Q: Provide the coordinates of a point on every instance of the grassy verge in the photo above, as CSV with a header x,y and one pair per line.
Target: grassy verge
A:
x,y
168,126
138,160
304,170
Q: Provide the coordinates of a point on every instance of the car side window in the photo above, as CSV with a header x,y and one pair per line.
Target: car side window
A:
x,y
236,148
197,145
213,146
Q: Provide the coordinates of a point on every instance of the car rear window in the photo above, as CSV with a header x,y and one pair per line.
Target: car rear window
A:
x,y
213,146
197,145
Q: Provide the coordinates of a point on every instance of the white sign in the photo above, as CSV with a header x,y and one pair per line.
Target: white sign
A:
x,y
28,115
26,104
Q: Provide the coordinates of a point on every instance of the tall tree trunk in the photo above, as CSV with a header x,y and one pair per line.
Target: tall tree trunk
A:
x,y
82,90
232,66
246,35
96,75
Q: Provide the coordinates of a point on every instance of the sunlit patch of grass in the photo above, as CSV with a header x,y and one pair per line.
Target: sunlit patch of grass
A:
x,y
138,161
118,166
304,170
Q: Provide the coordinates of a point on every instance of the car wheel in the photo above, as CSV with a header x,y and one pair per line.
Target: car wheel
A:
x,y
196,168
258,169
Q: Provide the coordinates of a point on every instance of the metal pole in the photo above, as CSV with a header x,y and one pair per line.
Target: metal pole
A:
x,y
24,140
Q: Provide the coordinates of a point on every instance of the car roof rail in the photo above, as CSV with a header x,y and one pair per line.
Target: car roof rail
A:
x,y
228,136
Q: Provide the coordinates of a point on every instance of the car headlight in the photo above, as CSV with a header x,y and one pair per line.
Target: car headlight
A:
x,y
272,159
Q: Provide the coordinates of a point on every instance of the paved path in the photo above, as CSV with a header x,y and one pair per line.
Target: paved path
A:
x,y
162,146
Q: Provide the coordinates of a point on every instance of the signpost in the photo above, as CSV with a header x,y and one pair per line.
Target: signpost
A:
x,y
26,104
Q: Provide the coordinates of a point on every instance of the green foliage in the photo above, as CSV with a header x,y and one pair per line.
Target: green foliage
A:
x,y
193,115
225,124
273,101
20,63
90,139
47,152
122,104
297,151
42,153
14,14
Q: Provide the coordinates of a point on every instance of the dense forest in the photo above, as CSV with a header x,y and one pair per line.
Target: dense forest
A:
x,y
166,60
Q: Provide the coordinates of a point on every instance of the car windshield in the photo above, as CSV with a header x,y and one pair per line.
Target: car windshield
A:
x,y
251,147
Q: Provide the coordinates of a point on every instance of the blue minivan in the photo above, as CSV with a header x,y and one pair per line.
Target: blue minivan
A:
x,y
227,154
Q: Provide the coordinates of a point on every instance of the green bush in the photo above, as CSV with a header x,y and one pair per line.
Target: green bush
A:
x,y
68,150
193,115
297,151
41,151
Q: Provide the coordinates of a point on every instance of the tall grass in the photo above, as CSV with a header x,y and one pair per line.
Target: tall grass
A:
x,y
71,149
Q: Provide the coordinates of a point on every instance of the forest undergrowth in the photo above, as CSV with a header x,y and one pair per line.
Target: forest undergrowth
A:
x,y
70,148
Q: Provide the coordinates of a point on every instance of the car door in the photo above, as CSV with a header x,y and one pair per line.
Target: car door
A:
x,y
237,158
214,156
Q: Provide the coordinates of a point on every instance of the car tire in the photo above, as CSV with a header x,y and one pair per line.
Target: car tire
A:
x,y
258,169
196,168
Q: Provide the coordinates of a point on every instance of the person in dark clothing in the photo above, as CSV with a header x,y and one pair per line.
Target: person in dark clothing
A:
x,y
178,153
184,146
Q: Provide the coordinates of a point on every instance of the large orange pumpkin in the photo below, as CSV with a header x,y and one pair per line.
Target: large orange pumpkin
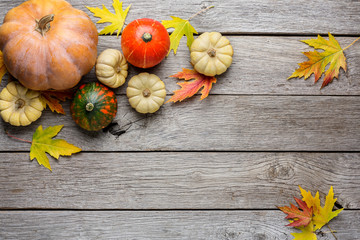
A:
x,y
48,44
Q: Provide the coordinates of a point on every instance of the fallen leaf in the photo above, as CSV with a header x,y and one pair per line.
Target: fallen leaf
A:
x,y
181,27
301,218
325,214
53,98
189,89
43,143
311,201
333,54
3,69
117,20
307,233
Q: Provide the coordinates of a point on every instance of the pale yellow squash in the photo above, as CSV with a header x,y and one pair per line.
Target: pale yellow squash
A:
x,y
211,54
20,106
111,68
146,93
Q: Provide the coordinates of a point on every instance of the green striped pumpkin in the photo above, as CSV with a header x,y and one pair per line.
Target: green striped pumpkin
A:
x,y
94,106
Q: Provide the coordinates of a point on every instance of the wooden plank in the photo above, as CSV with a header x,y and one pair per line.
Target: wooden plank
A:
x,y
219,123
242,16
176,180
261,65
219,225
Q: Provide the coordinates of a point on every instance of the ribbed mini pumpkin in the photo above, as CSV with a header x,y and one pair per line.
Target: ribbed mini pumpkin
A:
x,y
146,92
19,106
48,44
111,68
211,53
94,106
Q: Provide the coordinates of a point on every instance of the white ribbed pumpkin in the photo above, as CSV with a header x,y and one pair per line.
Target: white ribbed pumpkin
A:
x,y
20,106
211,54
111,68
146,93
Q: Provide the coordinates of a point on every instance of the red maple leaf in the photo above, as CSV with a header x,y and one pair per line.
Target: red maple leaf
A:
x,y
301,218
189,89
53,99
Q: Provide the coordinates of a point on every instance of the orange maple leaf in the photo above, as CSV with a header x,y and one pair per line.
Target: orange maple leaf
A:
x,y
53,99
333,54
189,89
301,218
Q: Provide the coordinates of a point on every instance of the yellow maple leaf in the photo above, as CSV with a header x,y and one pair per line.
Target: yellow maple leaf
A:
x,y
181,27
3,69
43,143
325,214
333,54
307,233
311,201
117,20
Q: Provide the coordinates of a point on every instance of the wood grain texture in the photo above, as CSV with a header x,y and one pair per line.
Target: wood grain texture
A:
x,y
261,65
246,16
221,123
205,225
176,180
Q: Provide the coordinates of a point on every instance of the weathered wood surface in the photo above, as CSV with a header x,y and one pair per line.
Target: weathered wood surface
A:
x,y
209,163
261,66
243,16
140,225
176,180
221,123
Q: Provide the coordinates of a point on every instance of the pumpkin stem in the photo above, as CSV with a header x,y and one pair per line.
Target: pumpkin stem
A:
x,y
43,25
146,37
212,52
146,93
89,107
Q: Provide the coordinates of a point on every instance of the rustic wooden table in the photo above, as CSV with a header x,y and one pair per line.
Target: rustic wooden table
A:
x,y
211,169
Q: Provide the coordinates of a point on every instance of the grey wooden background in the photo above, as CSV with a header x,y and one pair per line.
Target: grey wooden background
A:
x,y
211,169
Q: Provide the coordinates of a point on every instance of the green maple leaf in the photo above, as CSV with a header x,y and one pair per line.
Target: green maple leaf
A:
x,y
117,20
43,143
181,27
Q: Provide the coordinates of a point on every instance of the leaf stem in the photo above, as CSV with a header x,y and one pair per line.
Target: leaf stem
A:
x,y
200,12
19,139
352,43
332,232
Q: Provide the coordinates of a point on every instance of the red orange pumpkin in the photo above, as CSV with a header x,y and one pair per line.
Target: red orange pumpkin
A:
x,y
145,42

■ YOUR INSTRUCTIONS ■
Copy the listing word for word, starting at the line that contains "the wood grain" and ending with the last line of the listing.

■ COMPLETED EXERCISE ■
Q: Provide the coordinates of a point on every instance of the wood grain texture in the photo above, as CSV with a header x,y and one pair per line.
Target: wood grain texture
A:
x,y
261,65
246,16
221,123
205,225
176,180
Q: Provide the coordinates of a point on every instance of the weathered wood surface in the photo above, as CSV with a header x,y and one pair per line.
Target: weathered wood surface
A:
x,y
209,163
261,66
243,16
140,225
176,180
221,123
Q: Provide the coordinates of a point on every instance of the pumpkin stem in the photo above, as CSV with a header x,y and one pair per line.
Target: pumpkin stem
A:
x,y
43,25
146,37
212,52
146,93
89,107
Q: Provide the coordinates of a point on every instance of the rustic wooden table in the photo above, as CSV with a header x,y and one pair per line.
Target: rustic wooden table
A:
x,y
211,169
Q: Provide the coordinates of a point on every instance of the grey wooden background in the photo above, as CSV with a header x,y and one pair per line.
Target: grey wooden background
A:
x,y
211,169
Q: Provide the coordinates of a point on every instance of the green maple leaf in the photo above, as CSV with a header x,y and one pair per line.
Target: green maple leaf
A:
x,y
117,20
43,143
181,27
Q: Provide the coordinates of a point on every instance of the leaf stem in the photo above, as CSV with a header x,y and one pair per line.
Target: leaf stem
A:
x,y
200,12
19,139
352,43
332,232
Q: Provide the coordinates of a point on every instance of the red orange pumpkin in the photo above, as CSV with a header x,y and one pair per line.
Target: red orange pumpkin
A:
x,y
145,42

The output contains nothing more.